- _Consigne 1_
Expliquez, d'après l'article sur Naâman, à quel titre Fatbabs et Pierre Lemaire prennent part à la conversation.
- _Consigne 2_
Transcrivez à l'identique l'article sur Naâman, de « Journaliste indépendant, Sullivan » jusqu'à « Big Scoop ? ».

Journaliste indépendant, Sullivan Lépine est également artiste et producteur de…
Naâman est sans conteste le chanteur de reggae en France le plus doué de sa génération. Il se produisait sur scène à Lyon ce mois de novembre 2022, sur la scène du Transbordeur qui affichait complet. Comme de nombreuses salles sur son passage. Conversation avec l’intéressé, mais aussi son beatmaker et producteur Fatbabs et Pierre Lemaire, manager et dirigeant du label Big Scoop Records.
Pierre, comment est née l’aventure Big Scoop ?

- _Matériel source_
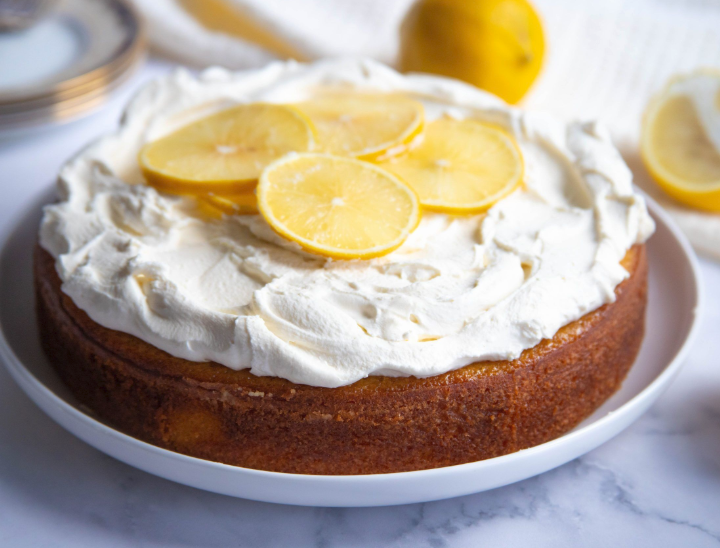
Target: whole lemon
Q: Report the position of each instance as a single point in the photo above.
(497, 45)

- _Corrigé 1_
Fatbabs y participe en tant que beatmaker et producteur de Naâman. Pierre Lemaire y participe en tant que manager et dirigeant du label Big Scoop Records.

- _Corrigé 2_
Journaliste indépendant, Sullivan Lépine est également artiste et producteur de…
Naâman est sans conteste le chanteur de reggae en France le plus doué de sa génération. Il se produisait sur scène à Lyon ce mois de novembre 2022, sur la scène du Transbordeur qui affichait complet. Comme de nombreuses salles sur son passage. Conversation avec l’intéressé, mais aussi son beatmaker et producteur Fatbabs et Pierre Lemaire, manager et dirigeant du label Big Scoop Records.
Pierre, comment est née l’aventure Big Scoop ?